(Entradas de datos guardadas)
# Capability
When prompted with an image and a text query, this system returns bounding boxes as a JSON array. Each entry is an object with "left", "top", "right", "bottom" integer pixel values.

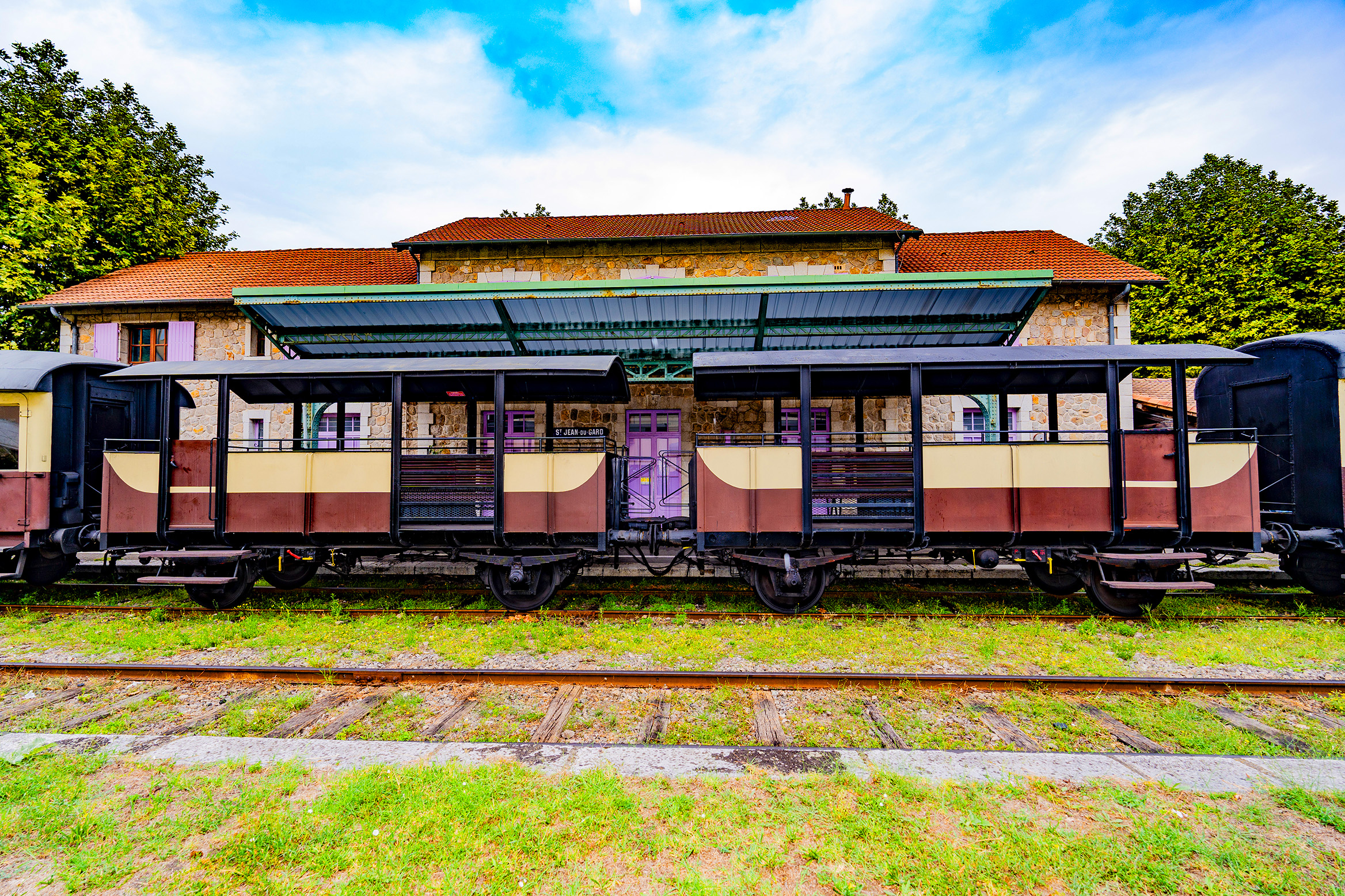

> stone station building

[{"left": 29, "top": 208, "right": 1162, "bottom": 516}]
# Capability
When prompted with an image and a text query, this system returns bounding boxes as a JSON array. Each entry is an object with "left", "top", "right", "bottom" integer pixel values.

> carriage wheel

[
  {"left": 261, "top": 554, "right": 319, "bottom": 588},
  {"left": 184, "top": 567, "right": 252, "bottom": 610},
  {"left": 1022, "top": 563, "right": 1084, "bottom": 598},
  {"left": 476, "top": 563, "right": 565, "bottom": 612},
  {"left": 748, "top": 551, "right": 833, "bottom": 615},
  {"left": 23, "top": 548, "right": 79, "bottom": 584},
  {"left": 1279, "top": 551, "right": 1345, "bottom": 598},
  {"left": 1084, "top": 566, "right": 1176, "bottom": 618}
]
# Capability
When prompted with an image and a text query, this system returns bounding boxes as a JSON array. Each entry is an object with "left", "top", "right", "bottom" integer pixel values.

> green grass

[
  {"left": 0, "top": 614, "right": 1345, "bottom": 676},
  {"left": 0, "top": 755, "right": 1341, "bottom": 896}
]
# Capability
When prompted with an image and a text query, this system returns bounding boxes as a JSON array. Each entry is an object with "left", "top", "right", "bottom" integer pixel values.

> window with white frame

[
  {"left": 621, "top": 265, "right": 686, "bottom": 280},
  {"left": 476, "top": 268, "right": 542, "bottom": 284}
]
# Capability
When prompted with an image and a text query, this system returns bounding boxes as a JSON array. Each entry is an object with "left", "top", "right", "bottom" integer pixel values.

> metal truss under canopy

[{"left": 234, "top": 270, "right": 1053, "bottom": 382}]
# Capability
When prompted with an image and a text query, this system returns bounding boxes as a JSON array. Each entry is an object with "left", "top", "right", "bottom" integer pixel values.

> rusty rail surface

[
  {"left": 0, "top": 662, "right": 1345, "bottom": 695},
  {"left": 0, "top": 603, "right": 1345, "bottom": 624}
]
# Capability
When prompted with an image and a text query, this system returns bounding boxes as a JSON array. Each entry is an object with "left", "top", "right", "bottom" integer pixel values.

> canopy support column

[
  {"left": 1173, "top": 361, "right": 1192, "bottom": 542},
  {"left": 854, "top": 395, "right": 864, "bottom": 451},
  {"left": 799, "top": 365, "right": 812, "bottom": 548},
  {"left": 909, "top": 364, "right": 925, "bottom": 548},
  {"left": 491, "top": 371, "right": 506, "bottom": 547},
  {"left": 211, "top": 375, "right": 229, "bottom": 544},
  {"left": 390, "top": 373, "right": 402, "bottom": 544},
  {"left": 1107, "top": 361, "right": 1126, "bottom": 546}
]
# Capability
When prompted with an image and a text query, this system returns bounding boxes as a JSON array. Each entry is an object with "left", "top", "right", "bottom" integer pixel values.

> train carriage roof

[
  {"left": 694, "top": 345, "right": 1256, "bottom": 401},
  {"left": 1237, "top": 329, "right": 1345, "bottom": 379},
  {"left": 0, "top": 350, "right": 125, "bottom": 392},
  {"left": 108, "top": 354, "right": 631, "bottom": 405}
]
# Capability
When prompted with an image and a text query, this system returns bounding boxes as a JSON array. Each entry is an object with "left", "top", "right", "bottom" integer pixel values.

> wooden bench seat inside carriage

[
  {"left": 101, "top": 356, "right": 629, "bottom": 608},
  {"left": 694, "top": 345, "right": 1260, "bottom": 615},
  {"left": 1196, "top": 330, "right": 1345, "bottom": 596}
]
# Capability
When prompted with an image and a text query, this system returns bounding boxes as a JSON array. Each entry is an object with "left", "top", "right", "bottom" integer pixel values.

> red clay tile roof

[
  {"left": 393, "top": 208, "right": 917, "bottom": 247},
  {"left": 1130, "top": 378, "right": 1196, "bottom": 415},
  {"left": 27, "top": 249, "right": 417, "bottom": 305},
  {"left": 901, "top": 230, "right": 1165, "bottom": 284}
]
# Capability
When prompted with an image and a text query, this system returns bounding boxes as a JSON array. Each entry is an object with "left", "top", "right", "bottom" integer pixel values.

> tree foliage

[
  {"left": 1089, "top": 154, "right": 1345, "bottom": 348},
  {"left": 0, "top": 40, "right": 237, "bottom": 349}
]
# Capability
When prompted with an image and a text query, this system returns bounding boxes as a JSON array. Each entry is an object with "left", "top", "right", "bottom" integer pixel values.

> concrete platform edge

[{"left": 0, "top": 734, "right": 1345, "bottom": 792}]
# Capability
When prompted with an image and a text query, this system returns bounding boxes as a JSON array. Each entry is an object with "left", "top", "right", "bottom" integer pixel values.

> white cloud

[{"left": 0, "top": 0, "right": 1345, "bottom": 249}]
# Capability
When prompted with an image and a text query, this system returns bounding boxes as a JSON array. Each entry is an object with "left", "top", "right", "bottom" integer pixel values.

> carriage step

[
  {"left": 1078, "top": 551, "right": 1208, "bottom": 567},
  {"left": 1101, "top": 582, "right": 1214, "bottom": 591},
  {"left": 140, "top": 548, "right": 253, "bottom": 560}
]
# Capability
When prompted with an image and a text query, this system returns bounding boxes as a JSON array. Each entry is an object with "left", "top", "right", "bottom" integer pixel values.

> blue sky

[{"left": 0, "top": 0, "right": 1345, "bottom": 249}]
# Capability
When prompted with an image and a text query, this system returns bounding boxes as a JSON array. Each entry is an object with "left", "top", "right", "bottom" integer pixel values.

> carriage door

[
  {"left": 83, "top": 387, "right": 133, "bottom": 524},
  {"left": 1233, "top": 379, "right": 1298, "bottom": 513},
  {"left": 625, "top": 411, "right": 683, "bottom": 517}
]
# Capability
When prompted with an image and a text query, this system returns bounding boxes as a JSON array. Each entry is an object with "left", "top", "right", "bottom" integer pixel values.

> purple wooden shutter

[
  {"left": 93, "top": 324, "right": 121, "bottom": 361},
  {"left": 168, "top": 321, "right": 196, "bottom": 361}
]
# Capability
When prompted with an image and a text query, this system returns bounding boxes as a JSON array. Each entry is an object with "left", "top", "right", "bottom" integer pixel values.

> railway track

[
  {"left": 0, "top": 603, "right": 1345, "bottom": 624},
  {"left": 0, "top": 662, "right": 1345, "bottom": 695}
]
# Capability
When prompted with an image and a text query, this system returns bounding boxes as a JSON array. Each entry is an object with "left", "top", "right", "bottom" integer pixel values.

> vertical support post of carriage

[
  {"left": 390, "top": 373, "right": 402, "bottom": 544},
  {"left": 1173, "top": 360, "right": 1192, "bottom": 542},
  {"left": 491, "top": 371, "right": 504, "bottom": 547},
  {"left": 212, "top": 373, "right": 229, "bottom": 544},
  {"left": 906, "top": 364, "right": 925, "bottom": 548},
  {"left": 799, "top": 364, "right": 812, "bottom": 548},
  {"left": 467, "top": 398, "right": 477, "bottom": 454},
  {"left": 156, "top": 376, "right": 175, "bottom": 544},
  {"left": 854, "top": 395, "right": 864, "bottom": 451},
  {"left": 1107, "top": 361, "right": 1126, "bottom": 544}
]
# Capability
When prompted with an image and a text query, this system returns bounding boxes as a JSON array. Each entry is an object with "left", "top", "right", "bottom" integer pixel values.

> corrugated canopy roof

[
  {"left": 693, "top": 345, "right": 1256, "bottom": 401},
  {"left": 234, "top": 270, "right": 1050, "bottom": 376},
  {"left": 0, "top": 350, "right": 125, "bottom": 392},
  {"left": 109, "top": 354, "right": 631, "bottom": 405}
]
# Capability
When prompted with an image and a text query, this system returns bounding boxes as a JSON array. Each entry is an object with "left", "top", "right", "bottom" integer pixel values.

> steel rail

[
  {"left": 0, "top": 582, "right": 1314, "bottom": 599},
  {"left": 0, "top": 603, "right": 1345, "bottom": 624},
  {"left": 0, "top": 662, "right": 1345, "bottom": 695}
]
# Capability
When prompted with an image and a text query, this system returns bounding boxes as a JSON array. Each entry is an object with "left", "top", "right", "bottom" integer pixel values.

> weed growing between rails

[
  {"left": 0, "top": 754, "right": 1345, "bottom": 896},
  {"left": 7, "top": 604, "right": 1345, "bottom": 677}
]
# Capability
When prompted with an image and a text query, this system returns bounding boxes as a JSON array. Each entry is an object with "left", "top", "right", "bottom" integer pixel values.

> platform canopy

[
  {"left": 694, "top": 345, "right": 1256, "bottom": 402},
  {"left": 233, "top": 270, "right": 1052, "bottom": 380}
]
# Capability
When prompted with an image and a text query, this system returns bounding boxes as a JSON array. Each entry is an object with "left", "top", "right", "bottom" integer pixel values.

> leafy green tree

[
  {"left": 0, "top": 40, "right": 237, "bottom": 349},
  {"left": 1089, "top": 154, "right": 1345, "bottom": 348}
]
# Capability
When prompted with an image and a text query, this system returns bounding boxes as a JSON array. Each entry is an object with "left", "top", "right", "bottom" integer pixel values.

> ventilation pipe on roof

[
  {"left": 1107, "top": 284, "right": 1131, "bottom": 345},
  {"left": 47, "top": 305, "right": 79, "bottom": 354}
]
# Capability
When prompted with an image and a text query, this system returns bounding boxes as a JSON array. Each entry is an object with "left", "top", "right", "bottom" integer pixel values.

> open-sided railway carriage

[
  {"left": 102, "top": 357, "right": 629, "bottom": 610},
  {"left": 86, "top": 345, "right": 1260, "bottom": 614},
  {"left": 696, "top": 345, "right": 1260, "bottom": 615}
]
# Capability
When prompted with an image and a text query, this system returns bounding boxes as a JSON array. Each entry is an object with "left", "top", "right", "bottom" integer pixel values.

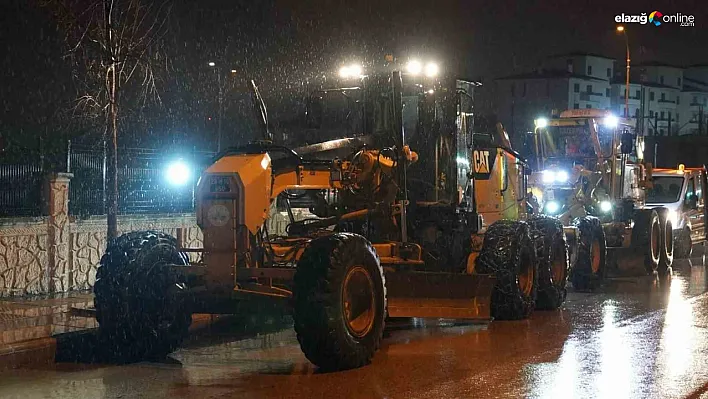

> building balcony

[{"left": 580, "top": 92, "right": 605, "bottom": 101}]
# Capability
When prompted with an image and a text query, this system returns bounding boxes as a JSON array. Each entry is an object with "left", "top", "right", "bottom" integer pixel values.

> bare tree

[{"left": 40, "top": 0, "right": 171, "bottom": 240}]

__Qué producir__:
¿Qué líneas del listado contienen la cadena "railway"? Indícalas copiando cada una completa y ten en cuenta que se distinguen mayúsculas y minúsculas.

__Resultado obtenido__:
> railway track
> open-sided railway carriage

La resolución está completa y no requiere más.